Problem to solve:
Write out the data below line for line without any changes, and leave the pictures out.

Items:
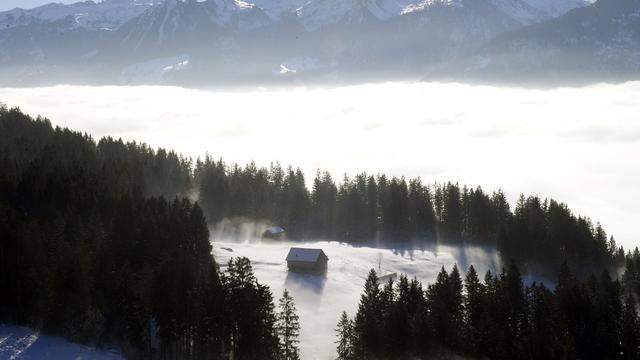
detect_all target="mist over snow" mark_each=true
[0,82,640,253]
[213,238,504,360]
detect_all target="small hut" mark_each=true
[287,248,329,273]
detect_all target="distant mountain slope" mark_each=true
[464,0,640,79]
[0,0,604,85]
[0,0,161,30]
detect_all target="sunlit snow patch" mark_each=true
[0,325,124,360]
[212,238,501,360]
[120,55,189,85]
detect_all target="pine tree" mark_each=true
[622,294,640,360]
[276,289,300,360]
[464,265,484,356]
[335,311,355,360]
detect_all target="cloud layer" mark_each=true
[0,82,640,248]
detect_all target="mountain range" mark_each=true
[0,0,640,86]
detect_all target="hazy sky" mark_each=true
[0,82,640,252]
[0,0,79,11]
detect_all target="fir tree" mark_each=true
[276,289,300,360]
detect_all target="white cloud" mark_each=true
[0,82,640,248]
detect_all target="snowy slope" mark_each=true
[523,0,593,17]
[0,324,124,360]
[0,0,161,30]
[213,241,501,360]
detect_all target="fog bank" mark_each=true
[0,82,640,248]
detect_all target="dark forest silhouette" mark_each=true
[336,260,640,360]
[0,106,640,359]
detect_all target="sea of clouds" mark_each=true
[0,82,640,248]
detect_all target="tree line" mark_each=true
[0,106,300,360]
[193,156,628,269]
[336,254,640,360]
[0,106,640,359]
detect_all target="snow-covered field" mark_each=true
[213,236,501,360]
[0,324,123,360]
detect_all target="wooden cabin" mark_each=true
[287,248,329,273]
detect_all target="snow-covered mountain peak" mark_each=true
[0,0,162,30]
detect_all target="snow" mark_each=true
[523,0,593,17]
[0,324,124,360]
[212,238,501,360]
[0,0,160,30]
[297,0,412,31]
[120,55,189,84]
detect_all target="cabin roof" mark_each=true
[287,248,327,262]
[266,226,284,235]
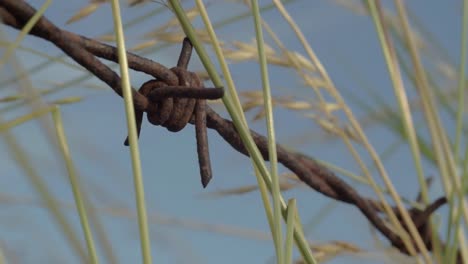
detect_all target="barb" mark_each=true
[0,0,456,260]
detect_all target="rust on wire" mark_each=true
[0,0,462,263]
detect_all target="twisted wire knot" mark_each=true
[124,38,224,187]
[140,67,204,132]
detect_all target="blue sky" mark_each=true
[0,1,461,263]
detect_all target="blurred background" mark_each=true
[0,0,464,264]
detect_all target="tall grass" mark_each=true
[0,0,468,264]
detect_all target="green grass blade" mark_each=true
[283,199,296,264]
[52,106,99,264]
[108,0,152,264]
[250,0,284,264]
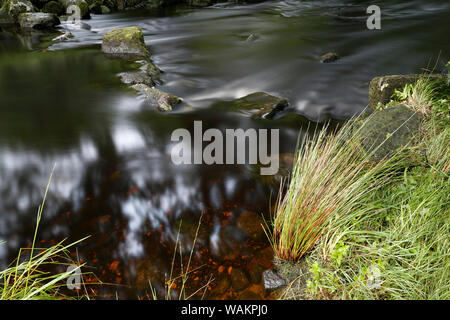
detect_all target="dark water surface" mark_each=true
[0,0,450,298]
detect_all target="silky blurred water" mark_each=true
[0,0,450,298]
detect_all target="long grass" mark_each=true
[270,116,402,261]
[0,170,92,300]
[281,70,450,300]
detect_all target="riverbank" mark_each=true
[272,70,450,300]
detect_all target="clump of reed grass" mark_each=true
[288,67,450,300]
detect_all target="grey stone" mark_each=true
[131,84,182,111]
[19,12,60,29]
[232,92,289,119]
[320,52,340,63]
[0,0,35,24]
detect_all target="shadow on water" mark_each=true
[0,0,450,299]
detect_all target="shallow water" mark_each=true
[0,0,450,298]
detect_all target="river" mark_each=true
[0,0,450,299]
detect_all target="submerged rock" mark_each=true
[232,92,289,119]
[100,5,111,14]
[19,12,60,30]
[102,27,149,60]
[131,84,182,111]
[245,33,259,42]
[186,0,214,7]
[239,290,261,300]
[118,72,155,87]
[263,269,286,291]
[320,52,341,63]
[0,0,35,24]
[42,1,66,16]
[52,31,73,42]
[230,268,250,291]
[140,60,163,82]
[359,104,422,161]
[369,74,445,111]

Exercise output:
detect_all target="mist over snow" mark_each=true
[0,82,640,253]
[213,238,504,360]
detect_all target="small hut" mark_each=true
[287,248,329,273]
detect_all target="distant mountain slope" mark_each=true
[464,0,640,79]
[0,0,604,85]
[0,0,161,30]
detect_all target="sunlit snow patch" mark_each=true
[0,325,124,360]
[212,238,501,360]
[120,55,189,85]
detect_all target="pine tree" mark_each=true
[622,294,640,360]
[276,289,300,360]
[464,265,484,356]
[335,311,355,360]
detect_all target="cloud layer" mark_each=true
[0,82,640,248]
detect_all target="mountain range" mark_each=true
[0,0,640,86]
detect_all target="hazy sky" mark_each=true
[0,82,640,252]
[0,0,79,11]
detect_all target="fir tree" mark_each=true
[276,289,300,360]
detect_all target="white cloud" mark_each=true
[0,82,640,248]
detect_all target="snowy slope" mark_each=true
[523,0,593,17]
[0,324,124,360]
[0,0,161,30]
[213,241,501,360]
detect_all target="fog bank" mark_each=true
[0,82,640,248]
detect_all target="dark forest silhouette" mark_each=true
[336,260,640,360]
[0,106,640,359]
detect_all target="sea of clouds" mark_each=true
[0,82,640,248]
detect_all target="tree line" mark_each=true
[0,106,300,360]
[193,156,628,269]
[336,254,640,360]
[0,106,640,359]
detect_all target="snow-covered field" mark_each=true
[213,236,501,360]
[0,324,123,360]
detect_all target="wooden cabin" mark_each=true
[287,248,329,273]
detect_all target="snow-covered mountain peak" mark_each=true
[0,0,162,30]
detect_all target="snow" mark_each=true
[523,0,593,17]
[0,324,124,360]
[212,238,501,360]
[0,0,160,30]
[297,0,412,31]
[120,55,189,84]
detect_all target="cabin roof" mark_each=true
[287,248,327,262]
[266,226,284,235]
detect_all target="barb" mark_each=true
[0,0,456,260]
detect_all target="rust on wire" mark_each=true
[0,0,462,263]
detect_all target="twisted wire knot" mark_each=true
[124,38,224,187]
[140,67,204,132]
detect_all target="blue sky" mark_each=true
[0,1,461,263]
detect_all target="blurred background" mark_each=true
[0,0,464,264]
detect_all target="tall grass" mark_each=true
[0,0,468,264]
detect_all target="green grass blade" mark_each=true
[283,199,296,264]
[52,106,99,264]
[108,0,152,264]
[250,0,284,264]
detect_all target="dark water surface" mark_each=true
[0,0,450,298]
detect_all target="silky blurred water" mark_each=true
[0,0,450,298]
detect_all target="long grass" mark_each=true
[270,116,402,261]
[0,170,92,300]
[281,70,450,300]
detect_all target="riverbank" mark_each=true
[272,70,450,300]
detect_all target="clump of reed grass" mark_each=true
[288,67,450,300]
detect_all target="grey stone" mark_each=true
[131,84,182,111]
[19,12,60,29]
[232,92,289,119]
[320,52,340,63]
[0,0,35,24]
detect_all target="shadow on water" mark_each=true
[0,0,450,299]
detect_all target="shallow water" mark_each=true
[0,0,450,298]
detect_all target="river" mark_each=true
[0,0,450,299]
detect_all target="submerged rock" mark_each=true
[232,92,289,119]
[100,5,111,14]
[19,12,60,30]
[102,27,149,60]
[131,84,182,111]
[245,33,259,42]
[186,0,214,7]
[239,290,261,300]
[118,72,155,87]
[263,269,286,291]
[320,52,341,63]
[0,0,35,24]
[42,1,66,16]
[52,31,73,42]
[230,268,250,291]
[140,60,163,82]
[359,104,422,161]
[369,74,445,111]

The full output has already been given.